--- PAGE EXTRACT ---
*****
Former Toronto mayor Rob Ford dies at 46
Councillor Rob Ford, whose tumultuous four years as mayor of Toronto turned him into an international cultural phenomenon, died on Tuesday at Torontos Mount Sinai Hospital. He was 46.
Official word of his death came from a source close to the family. His passing marks the end of a rare political actor whose everyman persona, budget-slashing agenda and very public substance-abuse issues inspired both intense loyalty and deep loathing among the city’s diverse electorate.
It also ends an 18-month struggle with cancer.
Mr. Ford had been diagnosed with pleomorphic liposarcoma, a rare form of soft-tissue cancer, in September of 2014, amid a heated re-election battle. The illness forced him to withdraw his candidacy for a second term to focus on cancer treatments.
He underwent an aggressive round of treatment followed by surgery to remove a tumour last May. By September, he had declared himself cancer-free and appeared at Stephen Harper’s side during the federal election campaign.
The clean bill of health was short-lived. In late October, doctors found new tumours and commenced another round of chemotherapy.
Since then, his chair on the council floor has been notably vacant and his office staff ceased sending out his trademark pugilistic press releases, which routinely taunted his successor in the mayor’s office, John Tory.
This month, his battle took on a desperate new tone. The Ford family launched getwellrobford.com to collect messages from sympathizers and turned to experimental treatments.
On Thursday, as speculation about the former mayor’s condition began swirling on social media, Mr. Ford’s chief of staff, Dan Jacobs, issued a brief statement acknowledging that Mr. Ford was in hospital “as he continues his battle against cancer.”
The son of a well-known Etobicoke businessman and former provincial MPP, Mr. Ford left the family label business to win a council seat in 2000. Re-elected twice, he turned his attentions to the mayoralty in 2010, launching a long-shot campaign for the city’s highest office. He quickly tapped into a vein of suburban resentment toward urban elements of the recently amalgamated megacity, and trounced his nearest opponent.
His small-government agenda ran afoul of left-wing politicians and unions, but his bedrock of support – which he affectionately referred to as Ford Nation – only began to erode in May, 2013, after stories emerged on the U.S. website Gawker and the Toronto Star about a video showing the mayor smoking what appeared to be crack cocaine. The revelations touched off a Toronto Police investigation and a ceaseless lampooning on U.S. late-night talk shows hosted by the likes of Jon Stewart, Jimmy Kimmel and Jay Leno.
Mr. Ford vehemently denied the accusations until abruptly reversing himself in November, admitting to a throng of reporters, “Yes, I have smoked crack cocaine.”
Though damning details eventually emerged from the police investigation and a second crack video eventually surfaced, Mr. Ford maintained support until his cancer diagnosis.
When the tumour derailed his campaign, his brother, Councillor Doug Ford, entered the race, eventually losing to Mr. Tory.
After the results rolled in, Rob Ford vowed he would unseat Mr. Tory in 2018, as soon as his health improved.
“I will continue to fight,” the former mayor said. “I will continue to fight. Trust me. I’m just warming up.”
*****
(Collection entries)
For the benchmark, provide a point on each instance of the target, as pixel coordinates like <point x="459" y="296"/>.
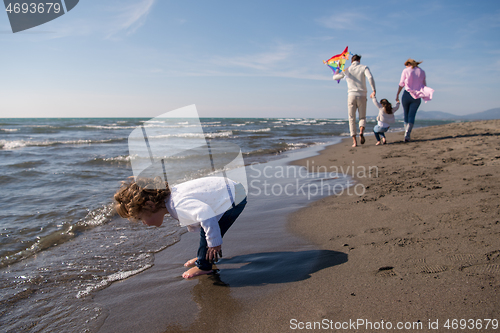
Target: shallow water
<point x="59" y="239"/>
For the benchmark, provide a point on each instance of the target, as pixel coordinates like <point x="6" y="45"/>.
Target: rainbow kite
<point x="337" y="62"/>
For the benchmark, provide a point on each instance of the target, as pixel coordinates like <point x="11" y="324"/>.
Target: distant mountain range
<point x="439" y="115"/>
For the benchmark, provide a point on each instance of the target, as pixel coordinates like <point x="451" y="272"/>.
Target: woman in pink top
<point x="413" y="80"/>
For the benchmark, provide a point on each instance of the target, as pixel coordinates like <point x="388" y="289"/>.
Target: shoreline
<point x="255" y="247"/>
<point x="394" y="254"/>
<point x="423" y="241"/>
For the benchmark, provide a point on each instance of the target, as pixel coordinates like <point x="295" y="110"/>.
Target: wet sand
<point x="423" y="242"/>
<point x="420" y="245"/>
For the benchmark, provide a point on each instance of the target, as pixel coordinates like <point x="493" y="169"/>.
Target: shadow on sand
<point x="274" y="267"/>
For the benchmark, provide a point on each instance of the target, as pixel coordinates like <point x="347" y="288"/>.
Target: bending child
<point x="384" y="119"/>
<point x="210" y="205"/>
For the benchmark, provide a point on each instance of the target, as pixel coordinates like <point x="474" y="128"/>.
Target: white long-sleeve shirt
<point x="202" y="202"/>
<point x="356" y="76"/>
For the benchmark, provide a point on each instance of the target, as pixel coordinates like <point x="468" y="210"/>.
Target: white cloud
<point x="131" y="17"/>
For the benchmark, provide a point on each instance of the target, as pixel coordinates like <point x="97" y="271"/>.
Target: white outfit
<point x="202" y="202"/>
<point x="356" y="76"/>
<point x="384" y="119"/>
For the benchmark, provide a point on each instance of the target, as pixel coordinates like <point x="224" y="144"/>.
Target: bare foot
<point x="190" y="263"/>
<point x="195" y="271"/>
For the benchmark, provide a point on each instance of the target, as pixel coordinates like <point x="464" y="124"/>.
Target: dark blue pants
<point x="225" y="222"/>
<point x="410" y="106"/>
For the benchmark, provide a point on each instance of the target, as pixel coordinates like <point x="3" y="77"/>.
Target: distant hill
<point x="439" y="115"/>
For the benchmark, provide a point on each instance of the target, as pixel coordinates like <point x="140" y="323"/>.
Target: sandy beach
<point x="415" y="243"/>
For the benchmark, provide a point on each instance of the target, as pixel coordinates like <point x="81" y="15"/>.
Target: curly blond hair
<point x="131" y="197"/>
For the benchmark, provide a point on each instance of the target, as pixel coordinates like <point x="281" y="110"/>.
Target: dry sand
<point x="423" y="242"/>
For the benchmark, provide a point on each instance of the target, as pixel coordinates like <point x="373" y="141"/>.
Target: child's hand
<point x="214" y="253"/>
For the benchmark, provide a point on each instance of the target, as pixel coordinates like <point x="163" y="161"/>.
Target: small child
<point x="385" y="118"/>
<point x="212" y="203"/>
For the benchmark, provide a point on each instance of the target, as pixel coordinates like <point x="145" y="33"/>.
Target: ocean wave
<point x="66" y="232"/>
<point x="110" y="279"/>
<point x="257" y="130"/>
<point x="193" y="135"/>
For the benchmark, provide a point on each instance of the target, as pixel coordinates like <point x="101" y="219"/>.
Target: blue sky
<point x="141" y="58"/>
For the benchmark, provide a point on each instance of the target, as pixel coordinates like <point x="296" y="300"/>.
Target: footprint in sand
<point x="387" y="272"/>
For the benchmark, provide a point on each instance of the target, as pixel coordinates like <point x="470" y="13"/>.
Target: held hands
<point x="214" y="253"/>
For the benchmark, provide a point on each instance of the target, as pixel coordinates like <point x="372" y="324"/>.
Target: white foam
<point x="110" y="279"/>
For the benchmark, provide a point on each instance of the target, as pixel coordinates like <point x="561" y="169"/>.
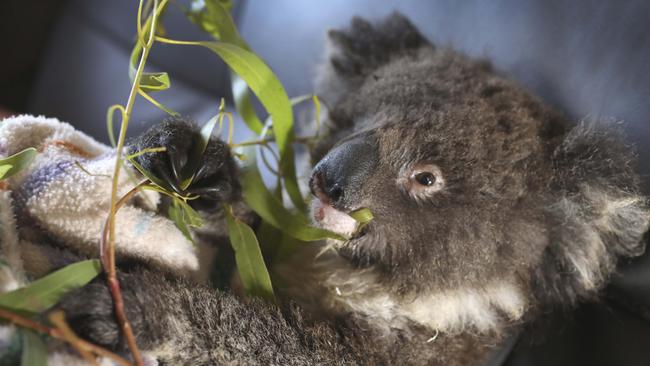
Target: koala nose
<point x="337" y="179"/>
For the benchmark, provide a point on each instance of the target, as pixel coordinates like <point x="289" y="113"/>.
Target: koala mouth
<point x="334" y="220"/>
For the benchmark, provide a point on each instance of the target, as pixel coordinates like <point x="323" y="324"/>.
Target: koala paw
<point x="89" y="312"/>
<point x="215" y="179"/>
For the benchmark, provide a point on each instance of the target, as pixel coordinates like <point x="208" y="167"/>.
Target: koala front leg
<point x="181" y="323"/>
<point x="216" y="177"/>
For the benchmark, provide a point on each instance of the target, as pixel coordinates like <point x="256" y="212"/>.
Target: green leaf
<point x="46" y="292"/>
<point x="16" y="162"/>
<point x="213" y="18"/>
<point x="248" y="256"/>
<point x="271" y="93"/>
<point x="150" y="81"/>
<point x="270" y="208"/>
<point x="149" y="175"/>
<point x="4" y="169"/>
<point x="243" y="104"/>
<point x="177" y="215"/>
<point x="192" y="217"/>
<point x="34" y="350"/>
<point x="198" y="149"/>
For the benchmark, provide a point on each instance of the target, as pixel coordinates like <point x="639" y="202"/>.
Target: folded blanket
<point x="60" y="203"/>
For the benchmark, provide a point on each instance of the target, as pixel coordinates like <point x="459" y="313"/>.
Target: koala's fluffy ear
<point x="600" y="216"/>
<point x="353" y="53"/>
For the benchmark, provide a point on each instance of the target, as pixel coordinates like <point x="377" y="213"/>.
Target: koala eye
<point x="421" y="181"/>
<point x="425" y="178"/>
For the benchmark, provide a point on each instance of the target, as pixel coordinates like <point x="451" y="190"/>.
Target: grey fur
<point x="534" y="214"/>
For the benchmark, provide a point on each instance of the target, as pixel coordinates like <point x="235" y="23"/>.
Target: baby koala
<point x="489" y="209"/>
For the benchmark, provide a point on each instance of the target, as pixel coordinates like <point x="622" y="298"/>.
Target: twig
<point x="55" y="333"/>
<point x="108" y="253"/>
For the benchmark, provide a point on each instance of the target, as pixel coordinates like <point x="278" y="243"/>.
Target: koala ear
<point x="353" y="53"/>
<point x="599" y="217"/>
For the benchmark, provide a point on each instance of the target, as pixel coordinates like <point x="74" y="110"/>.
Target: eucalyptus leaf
<point x="34" y="349"/>
<point x="177" y="215"/>
<point x="149" y="175"/>
<point x="150" y="81"/>
<point x="270" y="208"/>
<point x="47" y="291"/>
<point x="16" y="162"/>
<point x="271" y="93"/>
<point x="192" y="217"/>
<point x="198" y="149"/>
<point x="213" y="17"/>
<point x="248" y="256"/>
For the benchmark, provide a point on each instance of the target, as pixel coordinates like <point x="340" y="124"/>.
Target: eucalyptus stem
<point x="108" y="253"/>
<point x="56" y="333"/>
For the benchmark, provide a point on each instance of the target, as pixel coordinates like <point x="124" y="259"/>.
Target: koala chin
<point x="490" y="208"/>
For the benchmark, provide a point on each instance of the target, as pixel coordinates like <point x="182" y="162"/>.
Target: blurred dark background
<point x="591" y="59"/>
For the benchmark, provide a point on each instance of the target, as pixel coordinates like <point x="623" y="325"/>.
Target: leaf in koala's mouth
<point x="348" y="225"/>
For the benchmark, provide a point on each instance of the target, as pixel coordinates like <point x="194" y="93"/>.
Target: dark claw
<point x="177" y="160"/>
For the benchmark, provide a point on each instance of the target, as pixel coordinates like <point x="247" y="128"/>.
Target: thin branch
<point x="108" y="253"/>
<point x="55" y="333"/>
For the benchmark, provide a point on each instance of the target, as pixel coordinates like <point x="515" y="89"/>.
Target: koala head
<point x="472" y="181"/>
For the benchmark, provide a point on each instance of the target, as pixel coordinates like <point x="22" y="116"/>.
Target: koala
<point x="490" y="208"/>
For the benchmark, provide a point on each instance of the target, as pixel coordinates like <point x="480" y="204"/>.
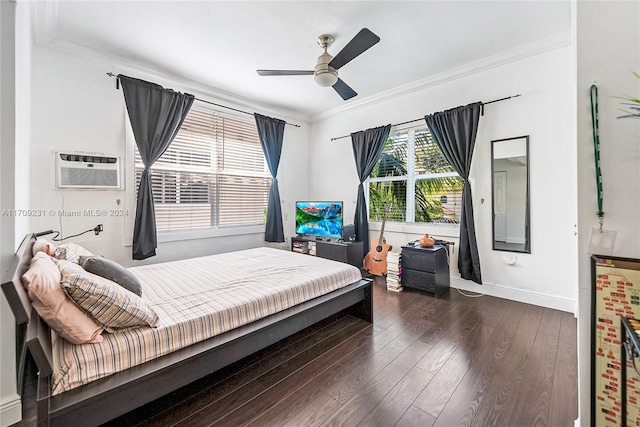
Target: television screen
<point x="323" y="219"/>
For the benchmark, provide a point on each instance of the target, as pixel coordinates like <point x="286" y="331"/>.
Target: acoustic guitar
<point x="376" y="260"/>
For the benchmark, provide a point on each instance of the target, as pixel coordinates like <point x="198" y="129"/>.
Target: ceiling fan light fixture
<point x="326" y="78"/>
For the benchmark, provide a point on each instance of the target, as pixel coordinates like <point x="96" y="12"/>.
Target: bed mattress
<point x="197" y="299"/>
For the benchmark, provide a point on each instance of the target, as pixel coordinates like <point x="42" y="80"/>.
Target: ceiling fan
<point x="325" y="72"/>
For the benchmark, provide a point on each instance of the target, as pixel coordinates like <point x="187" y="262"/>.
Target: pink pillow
<point x="42" y="245"/>
<point x="42" y="281"/>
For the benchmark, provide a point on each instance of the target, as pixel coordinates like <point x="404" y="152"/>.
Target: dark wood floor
<point x="453" y="361"/>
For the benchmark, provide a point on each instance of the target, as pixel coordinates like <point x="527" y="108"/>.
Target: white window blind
<point x="212" y="175"/>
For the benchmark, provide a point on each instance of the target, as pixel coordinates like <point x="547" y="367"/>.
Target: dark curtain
<point x="156" y="115"/>
<point x="367" y="148"/>
<point x="455" y="133"/>
<point x="271" y="133"/>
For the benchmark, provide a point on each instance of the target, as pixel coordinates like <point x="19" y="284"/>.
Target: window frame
<point x="181" y="234"/>
<point x="410" y="178"/>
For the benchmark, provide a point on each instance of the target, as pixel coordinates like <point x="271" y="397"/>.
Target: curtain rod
<point x="110" y="74"/>
<point x="422" y="118"/>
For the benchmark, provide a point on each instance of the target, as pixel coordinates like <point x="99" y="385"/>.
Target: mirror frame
<point x="527" y="222"/>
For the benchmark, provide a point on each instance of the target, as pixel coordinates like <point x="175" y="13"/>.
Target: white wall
<point x="77" y="107"/>
<point x="10" y="409"/>
<point x="542" y="112"/>
<point x="607" y="39"/>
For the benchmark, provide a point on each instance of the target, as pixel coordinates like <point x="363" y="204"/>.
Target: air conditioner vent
<point x="80" y="170"/>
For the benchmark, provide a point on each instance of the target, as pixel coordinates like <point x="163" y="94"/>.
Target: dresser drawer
<point x="419" y="280"/>
<point x="418" y="260"/>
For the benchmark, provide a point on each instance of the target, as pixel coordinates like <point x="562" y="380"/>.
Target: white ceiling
<point x="222" y="43"/>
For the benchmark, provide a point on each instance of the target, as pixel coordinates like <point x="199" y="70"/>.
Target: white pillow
<point x="70" y="252"/>
<point x="111" y="305"/>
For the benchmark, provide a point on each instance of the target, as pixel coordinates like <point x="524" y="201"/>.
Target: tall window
<point x="413" y="175"/>
<point x="212" y="175"/>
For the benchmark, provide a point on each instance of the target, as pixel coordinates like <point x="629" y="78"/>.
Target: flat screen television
<point x="320" y="219"/>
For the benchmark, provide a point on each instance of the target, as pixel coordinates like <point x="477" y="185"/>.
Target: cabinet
<point x="347" y="252"/>
<point x="425" y="269"/>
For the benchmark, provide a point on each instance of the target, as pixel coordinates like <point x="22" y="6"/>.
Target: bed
<point x="218" y="329"/>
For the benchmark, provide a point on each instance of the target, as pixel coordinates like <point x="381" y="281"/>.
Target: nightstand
<point x="425" y="269"/>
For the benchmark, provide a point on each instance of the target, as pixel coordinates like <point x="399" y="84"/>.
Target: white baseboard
<point x="10" y="410"/>
<point x="528" y="297"/>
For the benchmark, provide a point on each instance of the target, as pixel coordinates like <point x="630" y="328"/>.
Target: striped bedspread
<point x="197" y="299"/>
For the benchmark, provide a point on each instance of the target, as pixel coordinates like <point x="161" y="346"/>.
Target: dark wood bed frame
<point x="117" y="394"/>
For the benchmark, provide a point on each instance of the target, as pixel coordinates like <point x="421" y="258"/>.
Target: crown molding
<point x="45" y="20"/>
<point x="538" y="47"/>
<point x="118" y="64"/>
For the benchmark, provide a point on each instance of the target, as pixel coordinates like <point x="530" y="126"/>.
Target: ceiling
<point x="222" y="43"/>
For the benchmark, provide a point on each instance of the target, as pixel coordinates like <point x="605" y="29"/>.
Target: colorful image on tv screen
<point x="319" y="219"/>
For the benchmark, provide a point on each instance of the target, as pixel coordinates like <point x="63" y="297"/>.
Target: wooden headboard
<point x="12" y="284"/>
<point x="19" y="301"/>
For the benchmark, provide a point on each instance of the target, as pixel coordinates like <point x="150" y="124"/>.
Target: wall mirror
<point x="510" y="194"/>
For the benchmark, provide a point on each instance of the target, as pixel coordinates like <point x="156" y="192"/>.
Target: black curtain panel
<point x="271" y="133"/>
<point x="367" y="148"/>
<point x="455" y="133"/>
<point x="156" y="115"/>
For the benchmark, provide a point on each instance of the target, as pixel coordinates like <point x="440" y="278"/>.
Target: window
<point x="413" y="175"/>
<point x="212" y="175"/>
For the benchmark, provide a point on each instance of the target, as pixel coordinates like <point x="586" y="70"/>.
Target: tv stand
<point x="347" y="252"/>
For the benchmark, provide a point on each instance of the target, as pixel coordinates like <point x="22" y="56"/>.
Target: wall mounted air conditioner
<point x="88" y="171"/>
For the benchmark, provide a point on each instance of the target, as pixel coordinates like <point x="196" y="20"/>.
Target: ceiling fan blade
<point x="361" y="42"/>
<point x="284" y="73"/>
<point x="344" y="90"/>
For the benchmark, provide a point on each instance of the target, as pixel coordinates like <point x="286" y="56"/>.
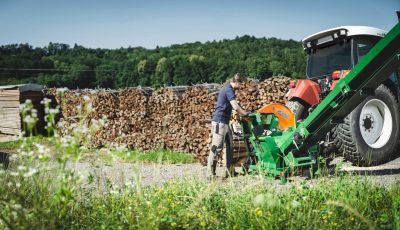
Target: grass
<point x="108" y="155"/>
<point x="40" y="191"/>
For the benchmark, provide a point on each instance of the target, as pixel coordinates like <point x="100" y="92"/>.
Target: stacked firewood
<point x="176" y="118"/>
<point x="273" y="90"/>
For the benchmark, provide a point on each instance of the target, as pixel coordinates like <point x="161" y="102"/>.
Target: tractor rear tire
<point x="370" y="133"/>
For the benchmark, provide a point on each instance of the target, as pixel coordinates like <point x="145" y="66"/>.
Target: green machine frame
<point x="276" y="152"/>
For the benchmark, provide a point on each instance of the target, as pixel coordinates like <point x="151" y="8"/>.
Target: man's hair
<point x="238" y="78"/>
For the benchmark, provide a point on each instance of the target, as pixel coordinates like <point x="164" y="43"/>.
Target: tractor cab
<point x="331" y="54"/>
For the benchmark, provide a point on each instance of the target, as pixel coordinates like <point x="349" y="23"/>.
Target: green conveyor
<point x="277" y="152"/>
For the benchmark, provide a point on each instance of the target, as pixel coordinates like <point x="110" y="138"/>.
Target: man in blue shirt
<point x="220" y="124"/>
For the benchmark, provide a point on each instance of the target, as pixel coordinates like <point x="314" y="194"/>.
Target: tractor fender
<point x="306" y="90"/>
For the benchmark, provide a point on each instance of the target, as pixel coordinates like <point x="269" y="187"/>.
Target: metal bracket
<point x="367" y="92"/>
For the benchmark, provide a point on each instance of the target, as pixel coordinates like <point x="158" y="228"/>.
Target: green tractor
<point x="369" y="135"/>
<point x="350" y="99"/>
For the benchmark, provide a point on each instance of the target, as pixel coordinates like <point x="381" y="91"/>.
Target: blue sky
<point x="148" y="23"/>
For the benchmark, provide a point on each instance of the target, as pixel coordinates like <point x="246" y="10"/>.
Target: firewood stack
<point x="176" y="118"/>
<point x="273" y="90"/>
<point x="199" y="104"/>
*****
--- YOUR TASKS ---
1/ According to the Rob Ford article, what form of cancer was Mr. Ford diagnosed with in September of 2014?
2/ Translate this sentence from the Rob Ford article into Spanish: "It also ends an 18-month struggle with cancer."
3/ Condense the paragraph of the Rob Ford article beginning "The son of a well-known Etobicoke businessman" into a bulleted list that keeps its main facts.
The records are separate material, unrelated to the Rob Ford article.

--- ANSWERS FOR THIS EXERCISE ---
1/ Pleomorphic liposarcoma, a rare form of soft-tissue cancer.

2/ También pone fin a una lucha de 18 meses contra el cáncer.

3/
- Son of a well-known Etobicoke businessman and former provincial MPP
- Left the family label business and won a council seat in 2000
- Re-elected twice
- Launched a long-shot campaign for mayor in 2010
- Tapped into suburban resentment toward urban elements of the recently amalgamated megacity and trounced his nearest opponent